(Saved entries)
■ ■ ■ ■

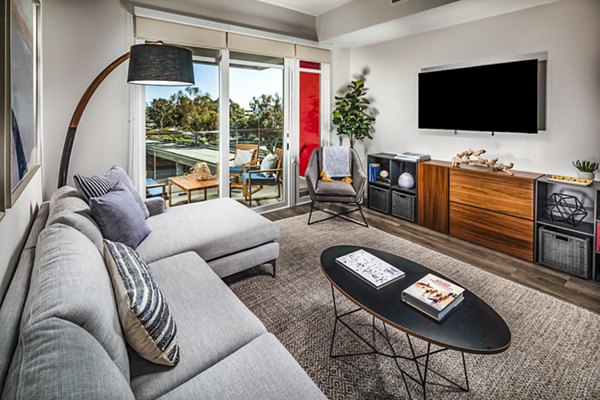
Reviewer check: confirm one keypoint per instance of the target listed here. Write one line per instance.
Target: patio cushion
(258, 178)
(212, 229)
(212, 323)
(335, 188)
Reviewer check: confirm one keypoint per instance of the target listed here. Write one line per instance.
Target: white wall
(14, 227)
(568, 30)
(80, 38)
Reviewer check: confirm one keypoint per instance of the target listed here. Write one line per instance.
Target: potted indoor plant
(586, 168)
(352, 115)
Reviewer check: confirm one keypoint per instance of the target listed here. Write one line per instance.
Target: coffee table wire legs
(423, 367)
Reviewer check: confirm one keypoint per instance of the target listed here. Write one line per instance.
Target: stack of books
(374, 170)
(408, 156)
(433, 296)
(371, 269)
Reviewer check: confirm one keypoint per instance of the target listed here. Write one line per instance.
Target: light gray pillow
(119, 216)
(269, 162)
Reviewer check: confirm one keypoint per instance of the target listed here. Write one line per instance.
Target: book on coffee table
(433, 296)
(371, 269)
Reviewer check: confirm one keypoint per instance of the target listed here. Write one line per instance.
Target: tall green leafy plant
(352, 115)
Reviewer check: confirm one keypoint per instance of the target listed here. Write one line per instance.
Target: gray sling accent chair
(336, 191)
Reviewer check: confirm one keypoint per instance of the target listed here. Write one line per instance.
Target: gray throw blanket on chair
(336, 161)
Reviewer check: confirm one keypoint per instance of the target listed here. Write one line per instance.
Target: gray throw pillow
(119, 216)
(147, 322)
(97, 185)
(269, 162)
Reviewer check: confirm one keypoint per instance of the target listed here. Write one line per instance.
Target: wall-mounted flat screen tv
(497, 98)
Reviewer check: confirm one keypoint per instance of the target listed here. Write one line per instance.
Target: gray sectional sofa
(60, 336)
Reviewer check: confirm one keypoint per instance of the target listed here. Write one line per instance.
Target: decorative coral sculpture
(493, 164)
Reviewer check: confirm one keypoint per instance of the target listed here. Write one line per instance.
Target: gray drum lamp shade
(160, 64)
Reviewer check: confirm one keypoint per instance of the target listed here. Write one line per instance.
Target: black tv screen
(497, 98)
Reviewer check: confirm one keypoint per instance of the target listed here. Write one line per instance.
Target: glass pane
(256, 137)
(182, 138)
(310, 123)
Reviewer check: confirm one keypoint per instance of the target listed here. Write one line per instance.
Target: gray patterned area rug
(554, 354)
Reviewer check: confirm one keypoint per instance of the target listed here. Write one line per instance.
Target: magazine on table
(434, 296)
(371, 269)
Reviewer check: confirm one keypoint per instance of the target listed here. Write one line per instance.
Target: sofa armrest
(155, 205)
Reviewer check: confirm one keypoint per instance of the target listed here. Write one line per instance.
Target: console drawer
(492, 191)
(505, 233)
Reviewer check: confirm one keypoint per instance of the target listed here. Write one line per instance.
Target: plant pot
(586, 175)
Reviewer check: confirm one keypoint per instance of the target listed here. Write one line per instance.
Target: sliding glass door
(244, 156)
(256, 117)
(182, 134)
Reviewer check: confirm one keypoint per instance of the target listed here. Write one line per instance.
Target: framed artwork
(20, 150)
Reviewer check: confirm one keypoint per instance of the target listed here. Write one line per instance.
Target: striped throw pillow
(147, 323)
(99, 185)
(93, 186)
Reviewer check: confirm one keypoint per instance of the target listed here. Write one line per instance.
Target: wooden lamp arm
(87, 95)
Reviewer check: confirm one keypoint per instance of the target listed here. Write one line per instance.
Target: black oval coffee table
(473, 327)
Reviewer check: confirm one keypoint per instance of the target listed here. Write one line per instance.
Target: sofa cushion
(65, 200)
(213, 229)
(57, 360)
(119, 216)
(69, 281)
(212, 323)
(97, 185)
(261, 370)
(147, 323)
(68, 208)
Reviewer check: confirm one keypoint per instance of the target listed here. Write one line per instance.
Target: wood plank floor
(567, 287)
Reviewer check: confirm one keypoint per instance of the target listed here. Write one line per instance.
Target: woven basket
(565, 252)
(201, 171)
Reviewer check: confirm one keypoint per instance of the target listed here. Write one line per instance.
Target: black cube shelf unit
(385, 195)
(574, 249)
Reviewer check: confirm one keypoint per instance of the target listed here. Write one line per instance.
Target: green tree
(352, 115)
(267, 112)
(160, 111)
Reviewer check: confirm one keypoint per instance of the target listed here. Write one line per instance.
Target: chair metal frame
(359, 179)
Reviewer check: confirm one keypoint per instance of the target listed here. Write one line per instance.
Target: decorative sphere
(406, 181)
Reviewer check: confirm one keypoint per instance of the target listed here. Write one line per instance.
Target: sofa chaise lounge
(60, 336)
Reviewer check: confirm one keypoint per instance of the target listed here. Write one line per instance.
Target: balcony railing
(173, 153)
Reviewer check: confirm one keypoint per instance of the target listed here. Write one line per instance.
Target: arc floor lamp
(149, 64)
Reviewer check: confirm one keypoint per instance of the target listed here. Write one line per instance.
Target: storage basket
(403, 206)
(565, 252)
(378, 198)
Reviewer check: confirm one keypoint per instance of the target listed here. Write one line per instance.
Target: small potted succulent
(586, 168)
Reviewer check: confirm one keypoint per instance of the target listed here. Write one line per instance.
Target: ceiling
(312, 7)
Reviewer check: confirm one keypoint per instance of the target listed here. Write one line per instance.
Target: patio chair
(235, 171)
(260, 177)
(155, 189)
(335, 192)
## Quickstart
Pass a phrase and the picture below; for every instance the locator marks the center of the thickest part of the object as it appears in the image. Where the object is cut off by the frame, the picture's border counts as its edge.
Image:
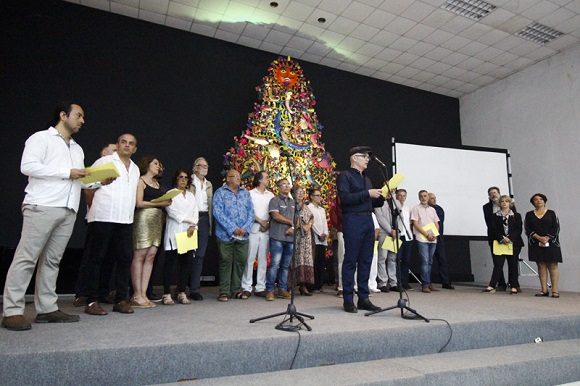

■ ■ ■ ■

Apart from the pictures, every line above must be repeated exactly.

== Answer to the problem ==
Reviewer check: confirm one keypoint per instance of the target listed here. Write one line per instance.
Target: patio cushion
(258, 178)
(212, 229)
(212, 323)
(335, 188)
Reviewer check: confirm one keypoint per instance of the target listed here. Write one line per instance.
Target: white wall
(14, 227)
(568, 30)
(80, 38)
Reviewer check: confirm one keypoint per instance of the target listed here. Write one line per instance.
Target: potted indoor plant
(586, 168)
(352, 115)
Reviewer check: confirm one keypoint per instance of the target listed here. Write one line per instance.
Target: coffee table wire legs
(423, 367)
Reviewer check: confirm one keypoint per instance of the target listed here. Write one line per instance.
Target: stack of books
(374, 170)
(408, 156)
(433, 296)
(371, 269)
Reviewer check: confirm one keypoint per instance of the target listed here. Write one line per instance.
Target: light gray pillow
(119, 216)
(269, 162)
Reviewer check: confirm one keypoint per instance of the target listed here. Write one line per instance.
Target: book on coffee table
(433, 296)
(371, 269)
Reviewer check: confirm one keypoint per instance of the target listed here. Write one line per instance.
Target: tall green leafy plant
(352, 115)
Reviewer check: confirm one keypoint per instance of the target listed here. Write one line per instance.
Target: gray sling accent chair
(336, 191)
Reviewer check: confirm one keypoint per instance of the target listed here. Write one line per instance.
Target: gray throw blanket on chair
(336, 161)
Reviewer check: confirm one keypoint per instance of the target listed here. Write one line per instance.
Target: gray throw pillow
(119, 216)
(147, 322)
(97, 185)
(269, 162)
Reviewer check: confirm one keypoint per instance of the target listed here. Write one line per instance.
Target: wall-mounted flat screen tv
(497, 98)
Reviewer check: confirm one keypoint per instance of the target listed here. Write one line per instance.
Target: gray sectional sofa
(60, 336)
Reviewer check: confirm one keypoint per instance of the target listed here. Write one line per instance.
Target: decorative coral sculpture
(493, 164)
Reviewer check: confirm one keypoint per instance of the target listed here. Write one line per instance.
Target: gray drum lamp shade
(160, 64)
Reviewer check: confirm one keypoint per instance of the target listed here. Write one line per instance.
Target: black tv screen
(497, 98)
Reviewer check: confirm one keypoint per instance of the target listed here. Write one line per instance.
Target: glass pane
(256, 137)
(182, 138)
(310, 123)
Reviewer check: confirm one keypoint per instance of the target listed here. Write one line per instance.
Target: gray patterned area rug
(554, 354)
Reviewer check: confirm one keypoint per instance of the target listed here. Write one line per instance.
Target: magazine on table
(434, 296)
(371, 269)
Reviewer check: confirm one keypoint per instance of the target listed here. Write one line per instance.
Target: sofa armrest
(155, 205)
Reviewer check: confirm one keypoint per instance of the target listed here. Write one line per instance.
Target: console drawer
(492, 191)
(505, 233)
Reviewer check: confirm one keypoint per instance of the target listed here. Write one line per instance.
Target: plant pot
(586, 175)
Reviewer check: confirm one keypoint per instance of the target listed here. Write one line per instance.
Target: sliding glass door
(244, 156)
(256, 117)
(182, 134)
Reviewer check: confirm one keypoint per instance of the target listed here. Write one line per instance.
Target: framed artwork
(20, 150)
Reviewer check: confirm one keypoint per instance of the target listed here. Write one line per instance.
Target: striped throw pillow
(147, 323)
(99, 185)
(93, 186)
Reviewer check: confirm one keypoint per instance of the target listed here. Write one line per instance.
Target: wooden lamp arm
(87, 95)
Reviewer check: confirm one keypoint per instance of the target listed here. Write one line per instance.
Target: black oval coffee table
(473, 327)
Reviewer check: confirm one keypoint per instance of the target listed here. Write one line per instance.
Target: sofa cushion
(65, 200)
(213, 229)
(57, 360)
(119, 216)
(69, 281)
(212, 323)
(97, 185)
(261, 370)
(147, 323)
(68, 208)
Reviewer check: confirm one keypoint per instance of the target listed here. Write one line per instance.
Target: wood plank floor
(567, 287)
Reviewer check: confirm one keypoint per instance of the target listed here. Write one line per instance.
Target: woven basket
(565, 252)
(201, 171)
Reviewer check: confirm one keypoint per instance of the target listed here. Write one line per instance.
Target: black cube shelf unit
(385, 195)
(574, 249)
Reviewer check: confirm one keypoint per instance of the target listed here. Write one line per instance.
Target: green tree
(352, 115)
(267, 112)
(160, 111)
Reviewer check: confirm one keypoint per instance of the target listed here. Write one line per instance.
Target: chair metal frame
(359, 179)
Reviewer check: confirm one keypoint per instance of the target listed here. Write one line per instance.
Target: decorative sphere
(406, 181)
Reviewer check: confirm one keypoint per instance of the target listed here. Write one line per instance.
Target: sofa chaise lounge
(60, 336)
Reviewer check: confirm one keypoint per instance of the target listed here. Write one line per instance.
Target: balcony railing
(173, 153)
Reviewer check: confirm one keypoint per instance of the target listed here. Write one line per instance.
Target: arc floor lamp
(149, 64)
Reviewer check: confirm one keypoint per instance of the target listed here. Write one line per instance.
Target: storage basket
(403, 206)
(565, 252)
(378, 198)
Reviewer check: confirm one keypoint per instance of the target listed here. Write one line per instance.
Target: small potted succulent
(586, 168)
Reviewer check: confirm one keypoint per instance of the target listed here. Write one line per instance.
Target: ceiling
(312, 7)
Reviewer check: confirm one keypoint per instance of the target listed here. Write one line per instance.
Target: patio chair
(235, 171)
(260, 177)
(155, 189)
(335, 192)
## Quickstart
Pass a phrase and the picture below; for every instance the locator marks the center of the thickest part of the object as it appears in the image. Where the object is cut off by the frame, the picture's border counts as its edge.
Image:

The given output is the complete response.